ASSIGNMENT ::
Without the images, output each record below as it stands.

[[ RECORDS open ]]

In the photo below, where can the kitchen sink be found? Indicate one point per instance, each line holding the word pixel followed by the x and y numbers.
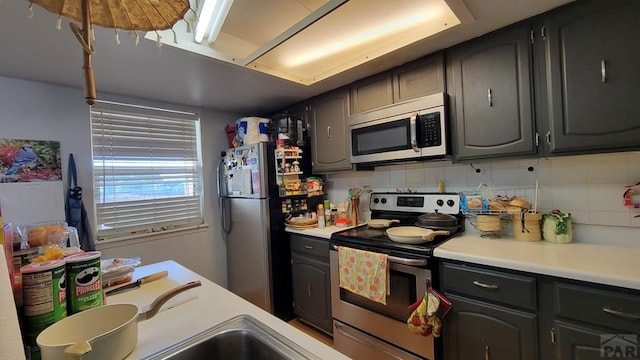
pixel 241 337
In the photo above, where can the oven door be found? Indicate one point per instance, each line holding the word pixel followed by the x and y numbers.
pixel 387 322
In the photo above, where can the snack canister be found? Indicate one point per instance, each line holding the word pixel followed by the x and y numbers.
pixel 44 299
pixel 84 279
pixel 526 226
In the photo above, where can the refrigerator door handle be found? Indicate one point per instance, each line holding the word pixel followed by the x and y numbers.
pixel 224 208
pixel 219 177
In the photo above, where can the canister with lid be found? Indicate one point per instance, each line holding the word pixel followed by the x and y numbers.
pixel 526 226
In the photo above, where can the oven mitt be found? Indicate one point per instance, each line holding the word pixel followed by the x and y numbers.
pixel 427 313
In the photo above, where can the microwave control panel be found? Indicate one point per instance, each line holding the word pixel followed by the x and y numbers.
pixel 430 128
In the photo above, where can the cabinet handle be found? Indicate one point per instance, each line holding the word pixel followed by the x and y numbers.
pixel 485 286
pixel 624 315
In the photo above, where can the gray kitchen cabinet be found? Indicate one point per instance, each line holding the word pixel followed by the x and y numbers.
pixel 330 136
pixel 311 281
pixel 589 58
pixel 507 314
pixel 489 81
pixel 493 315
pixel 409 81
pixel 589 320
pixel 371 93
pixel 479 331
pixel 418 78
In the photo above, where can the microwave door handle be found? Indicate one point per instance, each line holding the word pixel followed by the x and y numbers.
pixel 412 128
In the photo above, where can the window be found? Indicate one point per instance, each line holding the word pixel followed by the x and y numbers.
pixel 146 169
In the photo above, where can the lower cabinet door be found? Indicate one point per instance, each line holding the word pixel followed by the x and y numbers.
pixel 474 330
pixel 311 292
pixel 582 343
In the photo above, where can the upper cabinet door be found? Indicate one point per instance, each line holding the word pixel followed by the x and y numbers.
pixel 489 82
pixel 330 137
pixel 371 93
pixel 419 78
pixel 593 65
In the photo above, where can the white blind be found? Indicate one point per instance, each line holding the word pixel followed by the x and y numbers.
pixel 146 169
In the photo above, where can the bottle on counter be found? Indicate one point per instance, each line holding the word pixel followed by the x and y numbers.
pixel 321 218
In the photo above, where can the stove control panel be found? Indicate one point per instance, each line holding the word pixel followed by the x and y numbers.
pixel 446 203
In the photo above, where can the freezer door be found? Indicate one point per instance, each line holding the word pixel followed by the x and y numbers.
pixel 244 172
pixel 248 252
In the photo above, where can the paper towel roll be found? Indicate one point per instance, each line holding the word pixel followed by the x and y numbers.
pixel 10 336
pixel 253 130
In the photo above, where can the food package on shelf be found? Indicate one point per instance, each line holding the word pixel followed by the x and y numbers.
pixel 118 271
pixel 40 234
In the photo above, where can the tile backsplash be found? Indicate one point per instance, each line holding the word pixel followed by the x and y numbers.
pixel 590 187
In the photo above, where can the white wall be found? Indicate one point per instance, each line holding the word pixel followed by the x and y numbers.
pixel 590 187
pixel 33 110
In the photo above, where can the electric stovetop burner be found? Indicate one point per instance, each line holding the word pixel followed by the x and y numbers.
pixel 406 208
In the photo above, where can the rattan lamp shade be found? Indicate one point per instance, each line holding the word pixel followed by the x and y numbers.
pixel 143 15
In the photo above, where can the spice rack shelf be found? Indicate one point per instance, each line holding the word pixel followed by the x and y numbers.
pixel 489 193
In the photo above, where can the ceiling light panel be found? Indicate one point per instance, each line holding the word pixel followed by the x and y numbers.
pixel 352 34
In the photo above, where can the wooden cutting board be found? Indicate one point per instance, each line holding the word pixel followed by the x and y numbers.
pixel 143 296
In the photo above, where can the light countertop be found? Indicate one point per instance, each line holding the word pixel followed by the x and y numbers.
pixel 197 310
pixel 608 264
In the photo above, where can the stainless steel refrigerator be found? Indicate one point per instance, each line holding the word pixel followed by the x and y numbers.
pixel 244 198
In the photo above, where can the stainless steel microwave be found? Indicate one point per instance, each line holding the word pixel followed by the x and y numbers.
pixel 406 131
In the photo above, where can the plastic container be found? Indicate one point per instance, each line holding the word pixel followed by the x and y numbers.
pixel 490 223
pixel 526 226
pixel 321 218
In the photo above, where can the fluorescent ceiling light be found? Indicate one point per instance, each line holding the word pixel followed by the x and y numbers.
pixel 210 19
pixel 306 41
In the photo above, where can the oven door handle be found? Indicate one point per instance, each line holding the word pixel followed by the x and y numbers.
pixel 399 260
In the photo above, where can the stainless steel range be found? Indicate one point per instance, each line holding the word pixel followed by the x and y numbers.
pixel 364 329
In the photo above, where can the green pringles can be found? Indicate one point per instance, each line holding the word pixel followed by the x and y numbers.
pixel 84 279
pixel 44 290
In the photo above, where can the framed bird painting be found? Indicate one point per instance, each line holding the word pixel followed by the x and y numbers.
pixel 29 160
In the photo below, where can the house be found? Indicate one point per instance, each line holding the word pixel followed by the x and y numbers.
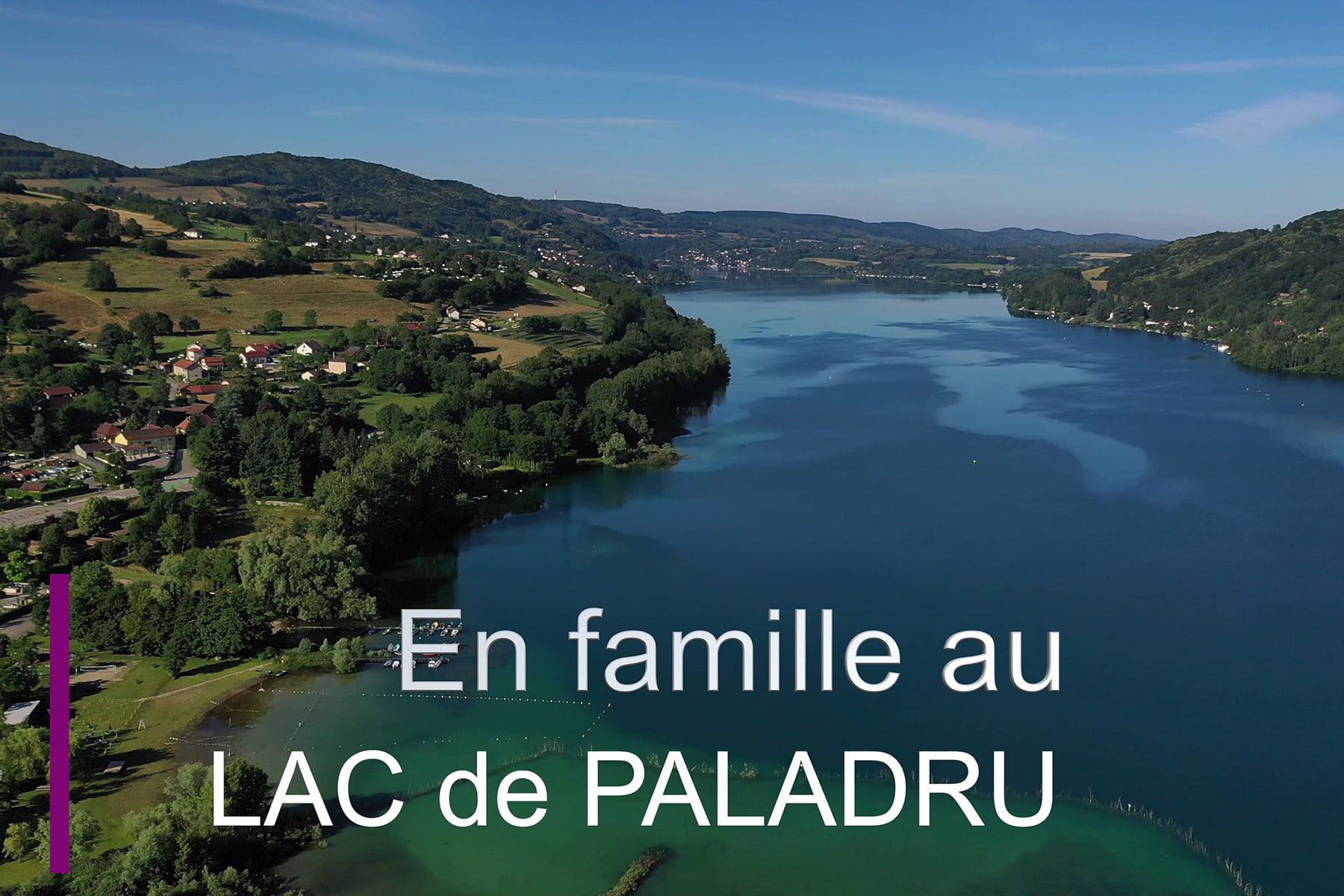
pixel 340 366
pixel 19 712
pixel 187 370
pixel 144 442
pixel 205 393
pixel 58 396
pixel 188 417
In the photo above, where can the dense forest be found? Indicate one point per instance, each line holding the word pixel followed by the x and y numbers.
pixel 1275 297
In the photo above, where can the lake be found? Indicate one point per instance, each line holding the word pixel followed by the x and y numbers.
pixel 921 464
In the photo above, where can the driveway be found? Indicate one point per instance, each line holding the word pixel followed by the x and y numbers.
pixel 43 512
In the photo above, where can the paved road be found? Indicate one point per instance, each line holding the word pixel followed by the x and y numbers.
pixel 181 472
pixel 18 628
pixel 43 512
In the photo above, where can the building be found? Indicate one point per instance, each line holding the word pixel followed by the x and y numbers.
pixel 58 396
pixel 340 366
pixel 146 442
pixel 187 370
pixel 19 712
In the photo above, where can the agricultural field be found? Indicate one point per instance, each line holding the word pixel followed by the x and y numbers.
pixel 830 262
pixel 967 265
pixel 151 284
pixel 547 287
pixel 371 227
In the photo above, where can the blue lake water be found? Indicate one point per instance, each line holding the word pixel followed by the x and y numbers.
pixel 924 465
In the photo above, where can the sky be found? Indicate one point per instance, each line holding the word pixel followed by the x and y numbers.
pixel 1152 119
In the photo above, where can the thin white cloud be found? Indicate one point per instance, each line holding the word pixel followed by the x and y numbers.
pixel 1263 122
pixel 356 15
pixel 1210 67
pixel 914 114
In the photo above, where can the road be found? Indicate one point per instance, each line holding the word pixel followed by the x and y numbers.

[[ RECORDS closed ]]

RESPONSE AREA ::
In the photo below, where can the kitchen sink be found? Indicate one point per instance, each line holding the word pixel followed by the x and y numbers.
pixel 241 337
In the photo above, where can the oven door be found? Indicate one point per instance, each line holding the word pixel followed by the x and y numbers.
pixel 387 322
In the photo above, where can the snack canister be found? Indicate one point per instance, each line holding the word pixel followed by the x and y numbers.
pixel 44 299
pixel 84 279
pixel 526 226
In the photo above, where can the refrigerator door handle be found? Indicate one point per instance, each line holding the word pixel followed by the x and y numbers.
pixel 224 208
pixel 219 177
In the photo above, where can the canister with lid be found? Indicate one point per instance, each line holding the word pixel followed by the x and y numbers.
pixel 526 226
In the photo above, where can the oven mitt be found? Indicate one point per instance, each line holding the word pixel followed by the x and y numbers.
pixel 427 313
In the photo above, where can the microwave control panel be found? Indicate one point per instance, each line holding the word pixel followed by the x and y numbers.
pixel 430 128
In the photo above, where can the cabinet handle be found? Indicate one point per instance, each line holding the word pixel followed by the x and y numbers.
pixel 485 286
pixel 624 315
In the photo above, where can the gray kitchen cabinet be found? Indicate one point per instance, each line holding the word pixel followed by the x and y numbers.
pixel 330 136
pixel 311 281
pixel 589 58
pixel 507 314
pixel 489 81
pixel 493 315
pixel 409 81
pixel 589 320
pixel 371 93
pixel 479 331
pixel 418 78
In the photo above, where can the microwave door handle be found? Indicate one point per instance, each line holding the word pixel followed by the x and y numbers.
pixel 412 128
In the photo above, where can the window be found? Indicate one point per instance, each line holding the word pixel followed by the x and y numbers.
pixel 146 169
In the photo above, where can the lower cabinet door be found? Indicate one point per instance, each line holding the word pixel followed by the x and y numbers.
pixel 474 330
pixel 311 292
pixel 582 343
In the photo above, where can the upper cabinet door be found? Indicate one point per instance, each line holding the word pixel followed by the x and y numbers.
pixel 489 82
pixel 330 137
pixel 371 93
pixel 419 78
pixel 593 65
In the photo above, where can the white blind be found? Indicate one point per instance, each line holding the word pixel followed by the x and y numbers.
pixel 146 169
In the photo above, where can the bottle on counter be found? Indicate one point per instance, each line holding the word pixel followed by the x and y numbers.
pixel 321 218
In the photo above, where can the stove control panel be found? Indicate one point per instance, each line holding the word pixel followed by the x and y numbers.
pixel 446 203
In the photo above, where can the freezer door be found? Indicate one point per instance, each line holding the word pixel followed by the x and y numbers.
pixel 244 172
pixel 248 252
In the photo above, where can the paper towel roll be found? Indicate one point per instance, each line holding the word pixel followed by the x and y numbers.
pixel 10 336
pixel 253 130
In the photo above, where can the food package on shelf be found? Indicate one point per instance, each line holding the word pixel followed by the x and y numbers.
pixel 118 271
pixel 40 234
In the photo above, where can the tile backsplash be found? Indicate one point per instance, each line holding the word pixel followed by the x and y numbers.
pixel 590 187
In the photo above, where can the white wall be found? Indicate one point per instance, each line holding the word pixel followed by the x and y numbers.
pixel 590 187
pixel 33 110
In the photo above, where can the electric stovetop burner be found? Indicate one point per instance, each line holding the word pixel followed by the x and y numbers.
pixel 406 208
In the photo above, where can the rattan lamp shade be found? Indicate one point per instance, each line holding the word pixel followed by the x and y numbers.
pixel 143 15
In the photo above, where can the spice rack shelf be found? Indicate one point per instance, each line holding the word pixel followed by the x and y numbers.
pixel 489 193
In the photo above, where can the ceiling light panel be found? Indicate one point per instance, each line holding the word pixel followed by the x and y numbers.
pixel 352 34
In the photo above, where can the wooden cutting board be found? Indicate one point per instance, each line holding the word pixel followed by the x and y numbers.
pixel 143 296
In the photo above, where can the light countertop be found? Indicate one point per instance, each line holding the word pixel followed by the x and y numbers.
pixel 197 310
pixel 608 264
In the photo above, where can the stainless steel refrigerator be found? Indicate one point per instance, each line holding the word pixel followed by the x and y numbers.
pixel 244 198
In the photo above, where can the stainless steel microwave be found? Indicate one point per instance, each line holding the word pixel followed by the x and y numbers.
pixel 406 131
In the photo above, where can the plastic container be found? Indicate one point per instance, each line holding the word pixel followed by the x and y numbers.
pixel 490 223
pixel 526 226
pixel 321 218
In the photo above, where can the fluorescent ceiling light be found? Indicate one point per instance, each line holding the word pixel followed by the x and y numbers.
pixel 210 19
pixel 306 41
In the photo above, where can the oven door handle be found? Indicate one point per instance, each line holding the word pixel followed by the x and y numbers.
pixel 399 260
In the photo above, where can the stainless steel range be found? Indicate one point per instance, each line holding the word pixel followed by the x and y numbers.
pixel 364 329
In the photo above, where can the green pringles can be found? Indicate one point per instance, each line holding the word pixel followed by the x and y numbers.
pixel 84 279
pixel 44 290
In the photo above, where can the framed bird painting be found? Indicate one point per instance, each line holding the word pixel followed by the x and y numbers.
pixel 29 160
In the photo below, where can the house be found? Indicate one point per instance, each line holding the word pixel followed by the x and y numbers.
pixel 340 366
pixel 19 712
pixel 187 370
pixel 144 442
pixel 205 393
pixel 58 396
pixel 188 417
In the photo above, where can the dense forest be found? Indicate one point per instance, each line holding the word pixel followed by the x and y numbers.
pixel 1275 297
In the photo above, where can the lake be found? Indicate one point per instance, each line holding the word pixel followed by the x and y numbers.
pixel 921 464
In the photo above, where can the driveway be found? Indicate one point per instance, each line holding the word pixel followed by the x and y numbers.
pixel 43 512
In the photo above, where can the paved road be found? Indicate one point per instance, each line holding the word pixel followed by the x and y numbers.
pixel 181 472
pixel 18 628
pixel 43 512
In the photo above, where can the building be found? Indicate one point per instance, each line holding the word pixel followed by the x and y numbers.
pixel 58 396
pixel 340 366
pixel 146 442
pixel 187 370
pixel 19 712
In the photo above, where can the agricultural field be found? Indicate one point per instance, each line holding the word pixel followed by the x and y numbers.
pixel 830 262
pixel 967 265
pixel 151 284
pixel 547 287
pixel 371 227
In the photo above, where can the blue lake water be found? Indicate one point per instance, each line holding the word pixel followed by the x and y numbers.
pixel 924 465
In the photo above, where can the sky be found? Indicate one point per instance, each line holding the word pixel followed by the x and y numbers.
pixel 1152 119
In the photo above, where can the thin white cloud be found? Indicate one point per instance, each line holding the word pixel followed by the x and y numbers.
pixel 1263 122
pixel 356 15
pixel 1210 67
pixel 914 114
In the photo above, where can the road be found? Indicate one point per instance, each line holding the word pixel followed by the x and y numbers.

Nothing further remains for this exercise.